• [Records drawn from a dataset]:
___

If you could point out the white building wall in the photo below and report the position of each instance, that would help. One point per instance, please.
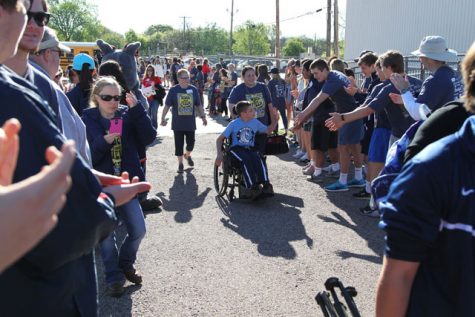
(380, 25)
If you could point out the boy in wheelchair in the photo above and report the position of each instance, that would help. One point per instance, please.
(242, 132)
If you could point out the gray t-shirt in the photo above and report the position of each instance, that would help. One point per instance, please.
(182, 103)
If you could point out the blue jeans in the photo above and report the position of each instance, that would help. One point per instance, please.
(116, 261)
(152, 112)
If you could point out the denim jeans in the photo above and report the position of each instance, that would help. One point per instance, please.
(118, 261)
(152, 112)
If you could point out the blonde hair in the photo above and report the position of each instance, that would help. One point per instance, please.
(468, 71)
(99, 86)
(337, 64)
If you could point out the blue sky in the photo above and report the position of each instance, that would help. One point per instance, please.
(122, 15)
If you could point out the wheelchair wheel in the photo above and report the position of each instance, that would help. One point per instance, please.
(220, 180)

___

• [BRIEF]: Repeat every line above exactly, minus the pictures.

• [TASK RESULT]:
If you could point out the white building wall in the photo below and report the position of each instance, that would help. One point per instance, please.
(380, 25)
If you could point out the boy in wheelchair in the photo above and report the position of each instance, that would help. One point per instance, please.
(242, 132)
If you could point out the gray t-shirt in the photo above and report the position of each instance, that would help. One point per instance, please.
(182, 103)
If you could point out the blue jeans in the photo above and report the position of each instance, that would help. One point per instance, please.
(116, 261)
(152, 112)
If you could point out the denim jeans in the photo above and report the position of each instance, that would help. One point per instance, please.
(118, 261)
(152, 112)
If you could point out the blonde hair in the photo above and report the position of each instance, that would help. One point per instance, please.
(468, 71)
(99, 86)
(337, 64)
If you could point out the blue sky in the photo above and report the position of each instance, that would help. One point per instance, please.
(122, 15)
If you could point out the wheelchair wheel in the photo above and report the position of each instance, that would help. One point per instance, please.
(220, 180)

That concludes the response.